__Extrait du document__:
^^^^^^^^^^^^^^^^

Clairement, il s'est produit une promotion territoriale et thématique de nordique. Grouper les sens b) et c) fait apparaître tout le Québec comme espace nordique.

Nordicité

Ce néologisme, provignement de nordique, fait référence à l'état du vivre dans les contrées à neige hivernante. Déjà, en l969, Le Monde de Paris l'emploie. En anglais nord-américain, la lettre d de nordic permet l'apparition de nordicity, mot plus accessible et plus extensif que le northernness britannique.

Dès son origine, le concept est disponible dans trois champs complémentaires. Les deux premiers, consacrés à la caractérisation du territoire, sont dénommés nordicité des lieux et nordicité zonale; le troisième créneau exprime des états psychologiques et répond ainsi à la nordicité mentale. S'ajoutent d'autres domaines : deux s'intéressent à des états chronologiques, la nordicité saisonnière et la nordicité séculaire. Enfin, la nordicité orographique considère l'accentuation ponctuelle que l'altitude impose à l'état de Nord, comme l'indique l'exemple des Laurentides. La géographie globale est utile dans l'appréhension de ces six nordicités thématiques (voir les articles plus loin).

Au cours des années 1980, l'entrée de nordicité dans les outils de la langue courante (Grand Robert et Petit Larousse) a favorisé la diffusion du mot. Des locuteurs l'emploient pour décrire des situations nettement polaires ou seulement hiverniennes. L'entité pénètre dans les langages du sport, du vêtement, de la littérature, du journalisme, du tourisme, du transport, de la construction et du commerce; il apparaît dans les mots croisés, la caricature et la vidéophonie. Le tronc même de nordicité se retrouve dans un corpus de plus de 160 expressions dont la liste est fournie dans une note. Récemment, le Canadian Oxford accueille l'anglonyme nordicity comme « canadianism ». En 1999 se déroule un premier Sommet mondial de la Nordicité . Et les usagers continuent à apprivoiser le mot.

^^^^^^^^^^^^^^^^

__Données enregistrées__:
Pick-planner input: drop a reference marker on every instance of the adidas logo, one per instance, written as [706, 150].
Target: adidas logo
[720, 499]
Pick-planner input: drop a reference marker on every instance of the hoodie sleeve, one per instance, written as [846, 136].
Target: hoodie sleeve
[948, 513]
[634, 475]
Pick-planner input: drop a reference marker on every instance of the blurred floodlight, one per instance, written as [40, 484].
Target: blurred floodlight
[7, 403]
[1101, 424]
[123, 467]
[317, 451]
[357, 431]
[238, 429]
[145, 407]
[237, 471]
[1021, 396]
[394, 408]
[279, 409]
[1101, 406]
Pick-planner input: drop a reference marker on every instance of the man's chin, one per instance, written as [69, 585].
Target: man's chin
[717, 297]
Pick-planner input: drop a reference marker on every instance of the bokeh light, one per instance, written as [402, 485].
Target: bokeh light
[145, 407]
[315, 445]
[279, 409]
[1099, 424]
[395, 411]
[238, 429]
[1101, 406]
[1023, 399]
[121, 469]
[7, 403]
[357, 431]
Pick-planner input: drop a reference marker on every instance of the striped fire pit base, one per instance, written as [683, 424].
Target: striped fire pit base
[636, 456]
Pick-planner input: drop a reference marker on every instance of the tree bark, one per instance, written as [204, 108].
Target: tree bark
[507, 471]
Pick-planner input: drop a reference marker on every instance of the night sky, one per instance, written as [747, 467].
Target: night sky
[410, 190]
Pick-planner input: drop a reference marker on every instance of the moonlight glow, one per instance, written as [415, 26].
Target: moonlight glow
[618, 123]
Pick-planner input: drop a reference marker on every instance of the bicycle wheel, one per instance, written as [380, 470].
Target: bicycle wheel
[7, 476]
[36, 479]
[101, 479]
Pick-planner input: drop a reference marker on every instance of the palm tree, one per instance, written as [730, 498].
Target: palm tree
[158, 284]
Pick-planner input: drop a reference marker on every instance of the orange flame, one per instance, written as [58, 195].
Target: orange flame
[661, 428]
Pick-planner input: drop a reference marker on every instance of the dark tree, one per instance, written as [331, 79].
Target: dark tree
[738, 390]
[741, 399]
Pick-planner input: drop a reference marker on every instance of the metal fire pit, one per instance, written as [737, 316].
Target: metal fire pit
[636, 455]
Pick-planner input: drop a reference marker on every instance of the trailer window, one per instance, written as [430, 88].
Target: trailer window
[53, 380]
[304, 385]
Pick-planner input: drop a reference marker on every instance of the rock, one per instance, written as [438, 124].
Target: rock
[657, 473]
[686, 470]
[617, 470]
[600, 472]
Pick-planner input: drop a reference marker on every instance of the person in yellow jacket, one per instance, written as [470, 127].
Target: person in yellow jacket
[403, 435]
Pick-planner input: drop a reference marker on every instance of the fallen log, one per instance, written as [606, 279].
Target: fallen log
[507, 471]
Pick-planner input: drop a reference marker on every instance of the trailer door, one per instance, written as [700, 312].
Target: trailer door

^^^^^^^^^^^^^^^^

__Objectif__: Prolongez l'extrait consacré au mot « nordicité » en reprenant juste après sa dernière phrase. La liste ne sert pas ici.

__Réponse__:
Les traits distinctifs du nyme hiver

L'expression pourrait induire en erreur, car les référents se rapportent non à tous ceux du phénomène hivernien, mais seulement à ceux que le lexicologue retient généralement pour bâtir sa définition. Or, il n'existe pas d'équivalence automatique entre ces deux groupes de caractères; le nombre total de critères spécifiant le fait de l'hiver peut atteindre la quinzaine, mais seulement cinq d'entre eux se retrouvent usuellement dans la pensée des articles propres d'hiver et d'hiverner.

La neige

Des relevés perceptuels font de ce matériau le facteur dominant de l'hiver. Mais la notion comporte une grande ambiguïté, car il peut s'agir des chutes qui occupent une faible proportion de la période froide ou du manteau qui, lui, persiste au sol durant des mois. Dans les définitions, les dimensions accumulatrice et horizontale du tapis résiduel l'emportent de beaucoup sur les dimensions temporaire et verticale des précipitations solides.

La neige change profondément le pays quant à la luminosité, l'acoustique, la radiation et les activités humaines. Aux peintres, elle fournit des sujets et un éventail de couleurs douces; Bruegel l'Ancien représentait des scènes européennes d'hiver. Aux écrivains, elle offre une autre « dimension territoriale ». Le thème « neige » porte donc une immense signification culturelle chez plusieurs peuples.

Une « saison »

Cette notion correspond fondamentalement à une durée, non à un mécanisme météorologique. Ici, aussi, le traitement lexicographique n'évite pas les imprécisions et les abstentions. Au tout début, saison référait à la période du travail agricole, c'est-à-dire, dans l'hémisphère boréal, à un moment totalement inverse aux temps hivernaux décembre-mars. En principe, le mot devrait comprendre strictement trois mois; or, dans les pays froids, cette durée est trop longue pour la zone des hivers bénins de la zone tempérée, mais trop courte pour les hivers du Canada et de la Russie qui « n'en finissent plus ». La notion rend également mal les manifestations instantanées et catastrophiques de l'hiver méditerranéen. De son côté, le référent astronomique ne rachète guère l'aspect « saison »; considérant l'effet du soleil sur l'éclairage des jours, ne faire commencer l'hiver que le 2l décembre décentre l'espace hivernal.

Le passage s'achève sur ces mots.